***** Extrait de page *****

Chaque fois que nous célébrons l'Eucharistie, nous vivons dans la foi le mystère qui s'accomplit sur l'autel, c'est-à-dire que nous participons au suprême acte d'amour que le Christ a réalisé avec sa mort et sa résurrection.
L'unique et même point central de la liturgie et de la vie chrétienne - le mystère pascal - assume ensuite, lors des différentes solennités et fêtes, des « formes » spécifiques, avec des significations ultérieures et avec des dons de grâce particuliers. Parmi toutes les solennités, la Pentecôte se distingue en importance, parce qu'en elle se réalise ce que Jésus lui-même avait annoncé être le but de toute sa mission sur la terre.
En effet, alors qu'il montait à Jérusalem, il avait déclaré à ses disciples : « Je suis venu pour jeter le feu sur la terre, et combien je voudrais qu'il fût déjà allumé ! » (Luc 12.49).

*****

▶ Consigne
Traduisez en anglais cette phrase de l'extrait de page : « Parmi toutes les solennités, la Pentecôte se distingue en importance, parce qu'en elle se réalise ce que Jésus lui-même avait annoncé être le but de toute sa mission sur la terre. »

***** Enregistrements affichés *****

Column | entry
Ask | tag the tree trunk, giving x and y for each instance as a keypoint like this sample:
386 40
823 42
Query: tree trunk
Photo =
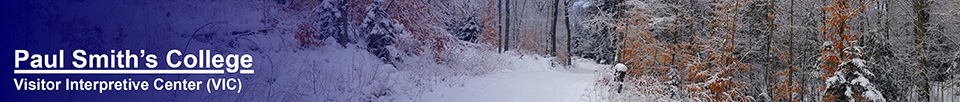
566 16
553 29
920 30
500 25
506 40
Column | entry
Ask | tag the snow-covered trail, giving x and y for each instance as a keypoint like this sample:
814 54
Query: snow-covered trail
529 82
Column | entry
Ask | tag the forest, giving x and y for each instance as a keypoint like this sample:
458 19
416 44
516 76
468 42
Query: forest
703 50
545 50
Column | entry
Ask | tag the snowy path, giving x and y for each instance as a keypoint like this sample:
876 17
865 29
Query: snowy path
529 83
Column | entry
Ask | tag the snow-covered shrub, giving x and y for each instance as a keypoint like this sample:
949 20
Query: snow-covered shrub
847 74
381 31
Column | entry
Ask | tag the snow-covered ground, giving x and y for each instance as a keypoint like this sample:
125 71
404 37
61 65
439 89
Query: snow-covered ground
533 80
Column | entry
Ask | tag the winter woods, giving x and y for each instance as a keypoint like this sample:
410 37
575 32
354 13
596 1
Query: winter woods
689 50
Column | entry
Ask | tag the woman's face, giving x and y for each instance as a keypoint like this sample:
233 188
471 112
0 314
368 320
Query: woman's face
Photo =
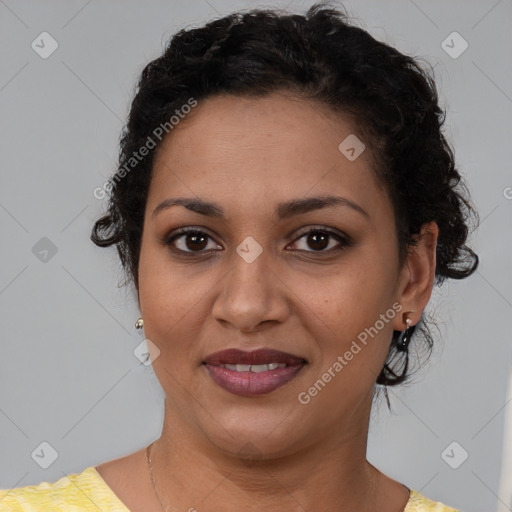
254 279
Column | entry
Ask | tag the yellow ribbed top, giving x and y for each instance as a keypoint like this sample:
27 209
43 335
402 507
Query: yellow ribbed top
87 491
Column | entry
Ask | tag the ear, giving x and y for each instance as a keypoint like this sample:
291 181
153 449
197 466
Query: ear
417 276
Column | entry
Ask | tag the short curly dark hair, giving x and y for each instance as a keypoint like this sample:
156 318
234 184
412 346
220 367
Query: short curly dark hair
388 97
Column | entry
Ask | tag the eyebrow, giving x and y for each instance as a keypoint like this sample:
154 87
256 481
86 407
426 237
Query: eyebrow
284 210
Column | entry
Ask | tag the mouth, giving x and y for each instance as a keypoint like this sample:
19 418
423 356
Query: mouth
252 373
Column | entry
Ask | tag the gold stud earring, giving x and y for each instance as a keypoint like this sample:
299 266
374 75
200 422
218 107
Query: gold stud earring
402 343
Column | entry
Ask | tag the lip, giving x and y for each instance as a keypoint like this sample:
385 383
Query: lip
249 383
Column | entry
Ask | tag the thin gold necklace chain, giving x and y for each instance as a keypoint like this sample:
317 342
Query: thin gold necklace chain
148 457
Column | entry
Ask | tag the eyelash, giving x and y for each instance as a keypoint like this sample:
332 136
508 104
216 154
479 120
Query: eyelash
169 240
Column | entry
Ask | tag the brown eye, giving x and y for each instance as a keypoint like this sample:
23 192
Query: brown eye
320 239
189 241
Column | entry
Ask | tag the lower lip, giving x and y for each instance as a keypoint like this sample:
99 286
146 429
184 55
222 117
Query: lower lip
252 383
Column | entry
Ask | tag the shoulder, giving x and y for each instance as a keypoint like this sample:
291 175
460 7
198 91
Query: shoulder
419 503
83 491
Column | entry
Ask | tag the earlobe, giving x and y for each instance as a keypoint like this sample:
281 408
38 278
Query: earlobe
419 268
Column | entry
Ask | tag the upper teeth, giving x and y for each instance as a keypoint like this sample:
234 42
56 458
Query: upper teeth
254 367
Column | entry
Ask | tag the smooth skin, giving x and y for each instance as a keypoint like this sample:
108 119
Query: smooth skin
247 155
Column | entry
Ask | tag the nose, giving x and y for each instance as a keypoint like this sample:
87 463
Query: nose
252 295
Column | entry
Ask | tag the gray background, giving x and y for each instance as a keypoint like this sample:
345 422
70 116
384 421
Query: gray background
67 372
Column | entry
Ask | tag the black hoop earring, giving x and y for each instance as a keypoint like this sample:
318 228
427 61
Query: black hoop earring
402 343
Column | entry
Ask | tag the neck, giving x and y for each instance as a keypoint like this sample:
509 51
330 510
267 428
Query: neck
332 474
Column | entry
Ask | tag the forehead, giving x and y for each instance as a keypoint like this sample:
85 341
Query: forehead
249 151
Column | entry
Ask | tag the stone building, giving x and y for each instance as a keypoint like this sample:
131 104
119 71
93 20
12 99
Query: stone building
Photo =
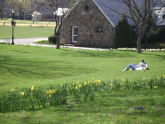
92 23
87 25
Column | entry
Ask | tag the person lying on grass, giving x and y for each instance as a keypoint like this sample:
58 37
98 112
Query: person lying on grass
141 66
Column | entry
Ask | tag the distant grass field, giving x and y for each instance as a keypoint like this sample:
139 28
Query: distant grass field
112 108
24 66
8 21
25 32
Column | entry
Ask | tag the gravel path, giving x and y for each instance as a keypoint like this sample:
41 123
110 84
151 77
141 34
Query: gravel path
31 41
23 41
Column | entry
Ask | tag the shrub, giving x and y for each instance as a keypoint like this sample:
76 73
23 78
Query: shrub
52 39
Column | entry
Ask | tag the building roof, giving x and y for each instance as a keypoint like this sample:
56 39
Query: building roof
108 7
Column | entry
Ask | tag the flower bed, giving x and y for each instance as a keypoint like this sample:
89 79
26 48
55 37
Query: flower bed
36 98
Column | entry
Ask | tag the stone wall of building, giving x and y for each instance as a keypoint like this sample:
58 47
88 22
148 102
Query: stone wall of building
94 29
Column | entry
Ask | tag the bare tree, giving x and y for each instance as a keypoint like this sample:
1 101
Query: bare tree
141 12
2 3
60 9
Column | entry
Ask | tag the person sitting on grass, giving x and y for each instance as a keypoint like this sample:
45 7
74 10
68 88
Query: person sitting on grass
141 66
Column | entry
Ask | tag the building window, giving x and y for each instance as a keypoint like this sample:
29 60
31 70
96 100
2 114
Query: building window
99 29
86 7
163 17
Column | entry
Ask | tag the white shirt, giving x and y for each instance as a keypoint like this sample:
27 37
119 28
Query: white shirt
141 66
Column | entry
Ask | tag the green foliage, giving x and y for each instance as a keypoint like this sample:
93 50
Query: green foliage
157 37
52 39
124 35
41 66
25 32
33 98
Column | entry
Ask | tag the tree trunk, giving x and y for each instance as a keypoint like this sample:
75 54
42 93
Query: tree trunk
58 40
139 40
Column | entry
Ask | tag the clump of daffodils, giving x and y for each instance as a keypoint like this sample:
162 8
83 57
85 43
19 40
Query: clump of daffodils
78 86
12 90
21 93
97 81
33 88
50 92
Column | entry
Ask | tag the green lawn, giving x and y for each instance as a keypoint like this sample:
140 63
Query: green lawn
25 32
24 66
112 108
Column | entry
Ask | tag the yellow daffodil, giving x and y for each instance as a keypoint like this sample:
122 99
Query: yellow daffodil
158 78
50 92
85 83
33 88
21 93
12 90
110 84
155 87
97 81
123 80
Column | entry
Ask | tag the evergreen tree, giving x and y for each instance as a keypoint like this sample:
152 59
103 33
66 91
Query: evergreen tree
124 35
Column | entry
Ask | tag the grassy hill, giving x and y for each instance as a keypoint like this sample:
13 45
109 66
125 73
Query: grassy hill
25 66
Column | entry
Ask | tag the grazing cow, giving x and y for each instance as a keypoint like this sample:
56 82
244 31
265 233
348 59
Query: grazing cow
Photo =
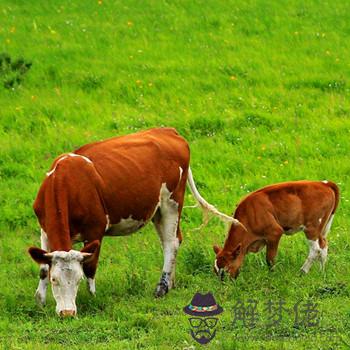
110 188
266 214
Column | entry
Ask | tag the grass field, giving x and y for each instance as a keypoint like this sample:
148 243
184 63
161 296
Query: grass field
261 92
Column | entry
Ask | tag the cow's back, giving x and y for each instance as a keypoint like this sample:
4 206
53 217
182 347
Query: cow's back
134 167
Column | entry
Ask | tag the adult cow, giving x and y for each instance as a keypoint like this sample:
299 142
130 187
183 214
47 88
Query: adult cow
266 214
110 188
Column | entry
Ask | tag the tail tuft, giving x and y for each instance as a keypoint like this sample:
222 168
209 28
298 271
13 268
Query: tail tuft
206 207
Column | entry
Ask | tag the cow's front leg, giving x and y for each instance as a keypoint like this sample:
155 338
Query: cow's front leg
272 247
40 294
166 224
89 269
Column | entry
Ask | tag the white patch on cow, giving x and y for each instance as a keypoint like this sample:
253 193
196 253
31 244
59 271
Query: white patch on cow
328 226
77 238
294 230
65 275
40 293
53 170
66 156
166 225
181 172
323 256
91 285
314 253
79 155
125 227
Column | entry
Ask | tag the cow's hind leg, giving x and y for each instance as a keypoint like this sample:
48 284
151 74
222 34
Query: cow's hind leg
40 294
166 222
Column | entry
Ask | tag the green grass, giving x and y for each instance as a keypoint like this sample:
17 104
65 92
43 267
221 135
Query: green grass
259 89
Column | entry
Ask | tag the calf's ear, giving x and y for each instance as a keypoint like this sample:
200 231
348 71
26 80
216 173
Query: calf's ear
216 249
90 249
40 256
237 251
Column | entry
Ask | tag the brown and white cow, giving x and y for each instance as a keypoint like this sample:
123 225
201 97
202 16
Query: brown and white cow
110 188
266 214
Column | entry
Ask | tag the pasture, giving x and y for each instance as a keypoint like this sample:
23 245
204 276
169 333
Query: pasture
261 92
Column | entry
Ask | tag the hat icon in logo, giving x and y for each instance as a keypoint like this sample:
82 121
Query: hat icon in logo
203 307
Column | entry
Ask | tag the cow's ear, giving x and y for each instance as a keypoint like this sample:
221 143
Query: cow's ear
90 249
41 256
216 249
236 251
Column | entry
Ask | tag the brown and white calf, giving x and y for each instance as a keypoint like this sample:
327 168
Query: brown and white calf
110 188
267 213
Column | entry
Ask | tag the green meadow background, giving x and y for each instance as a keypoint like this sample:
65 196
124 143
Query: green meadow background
260 89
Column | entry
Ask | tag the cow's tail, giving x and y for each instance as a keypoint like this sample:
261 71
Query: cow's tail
335 189
206 207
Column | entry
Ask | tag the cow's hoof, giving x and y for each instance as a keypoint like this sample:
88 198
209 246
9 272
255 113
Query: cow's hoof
160 291
40 298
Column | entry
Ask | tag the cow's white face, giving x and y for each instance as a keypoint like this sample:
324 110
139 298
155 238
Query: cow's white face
65 275
66 272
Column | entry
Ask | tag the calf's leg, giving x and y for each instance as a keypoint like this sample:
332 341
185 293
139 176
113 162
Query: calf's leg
40 294
89 269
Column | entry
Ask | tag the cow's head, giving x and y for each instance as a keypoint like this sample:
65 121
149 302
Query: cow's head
66 272
229 261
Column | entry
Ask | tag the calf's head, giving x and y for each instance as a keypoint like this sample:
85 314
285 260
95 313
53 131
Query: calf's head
66 272
229 261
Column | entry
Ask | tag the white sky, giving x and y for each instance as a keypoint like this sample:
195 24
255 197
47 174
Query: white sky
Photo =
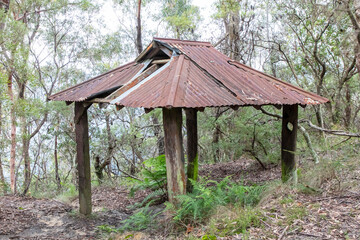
206 28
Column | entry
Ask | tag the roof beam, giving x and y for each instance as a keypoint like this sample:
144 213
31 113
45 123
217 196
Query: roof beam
132 82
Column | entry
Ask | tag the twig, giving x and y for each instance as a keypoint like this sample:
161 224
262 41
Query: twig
129 175
336 197
334 132
310 124
283 233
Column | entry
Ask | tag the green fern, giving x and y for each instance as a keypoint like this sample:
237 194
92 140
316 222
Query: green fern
200 204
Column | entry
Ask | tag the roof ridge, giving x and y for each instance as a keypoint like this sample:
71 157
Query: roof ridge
217 81
272 77
176 80
184 41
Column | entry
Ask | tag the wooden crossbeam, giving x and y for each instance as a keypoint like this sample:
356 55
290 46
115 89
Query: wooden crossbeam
132 82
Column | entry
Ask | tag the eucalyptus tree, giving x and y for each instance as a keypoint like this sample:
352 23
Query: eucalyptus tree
35 50
314 43
181 18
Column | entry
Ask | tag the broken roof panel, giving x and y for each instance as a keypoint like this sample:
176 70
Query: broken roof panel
250 85
177 84
100 85
197 76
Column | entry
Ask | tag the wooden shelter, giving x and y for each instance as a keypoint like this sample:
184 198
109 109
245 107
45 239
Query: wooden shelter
173 75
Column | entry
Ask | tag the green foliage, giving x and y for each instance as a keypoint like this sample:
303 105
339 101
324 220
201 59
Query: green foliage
144 218
107 228
181 16
153 174
235 222
295 212
200 204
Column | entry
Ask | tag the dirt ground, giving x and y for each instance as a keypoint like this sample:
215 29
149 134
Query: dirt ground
323 217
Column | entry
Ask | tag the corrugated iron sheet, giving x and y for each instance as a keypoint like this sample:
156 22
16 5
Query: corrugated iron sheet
109 81
179 84
250 86
200 77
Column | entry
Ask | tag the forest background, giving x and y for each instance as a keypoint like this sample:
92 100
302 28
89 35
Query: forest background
49 45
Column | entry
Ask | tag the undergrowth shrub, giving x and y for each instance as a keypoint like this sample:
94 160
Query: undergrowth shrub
197 206
144 218
153 176
227 221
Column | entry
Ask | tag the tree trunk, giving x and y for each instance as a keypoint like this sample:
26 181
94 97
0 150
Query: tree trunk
176 181
83 157
158 135
138 28
99 167
288 142
192 148
2 178
12 136
57 177
216 137
348 107
27 170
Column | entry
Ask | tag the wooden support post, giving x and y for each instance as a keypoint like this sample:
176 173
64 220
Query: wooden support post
192 147
83 157
288 142
174 152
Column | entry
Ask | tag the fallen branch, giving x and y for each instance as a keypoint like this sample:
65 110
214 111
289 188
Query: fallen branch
283 233
308 142
329 131
335 197
310 124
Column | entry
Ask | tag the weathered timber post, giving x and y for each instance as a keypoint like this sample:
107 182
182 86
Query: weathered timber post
83 157
192 147
174 152
288 142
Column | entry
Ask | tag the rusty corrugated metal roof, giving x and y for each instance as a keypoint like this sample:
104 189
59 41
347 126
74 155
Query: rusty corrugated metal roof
250 86
180 83
96 86
197 76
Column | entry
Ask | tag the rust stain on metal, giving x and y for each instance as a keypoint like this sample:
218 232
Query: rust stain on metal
199 76
109 81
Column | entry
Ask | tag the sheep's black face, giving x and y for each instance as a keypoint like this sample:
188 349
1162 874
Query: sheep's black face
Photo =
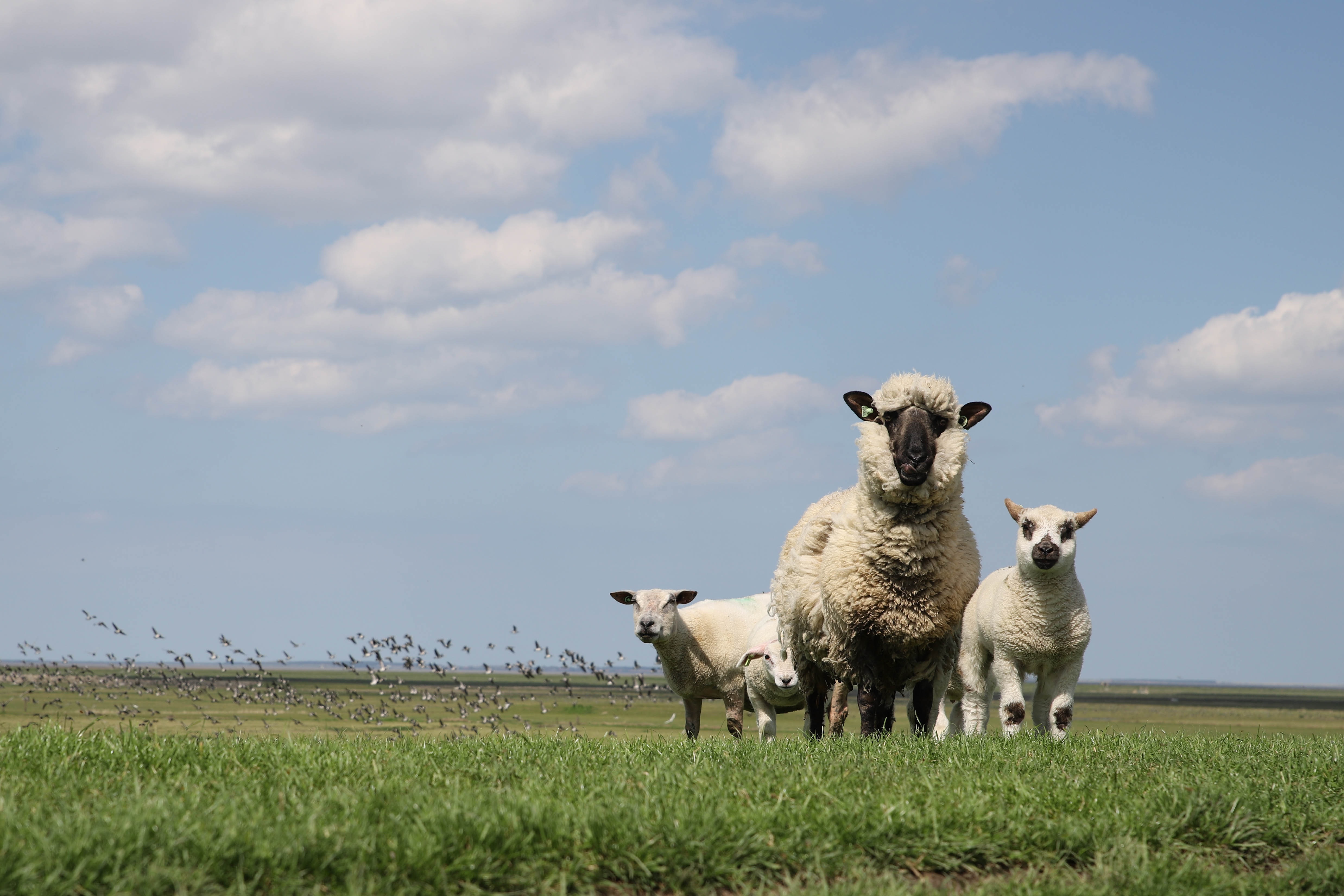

*****

▶ Réponse
Among all the solemnities, Pentecost stands out in importance, because in it is fulfilled what Jesus himself had announced to be the goal of his whole mission on earth.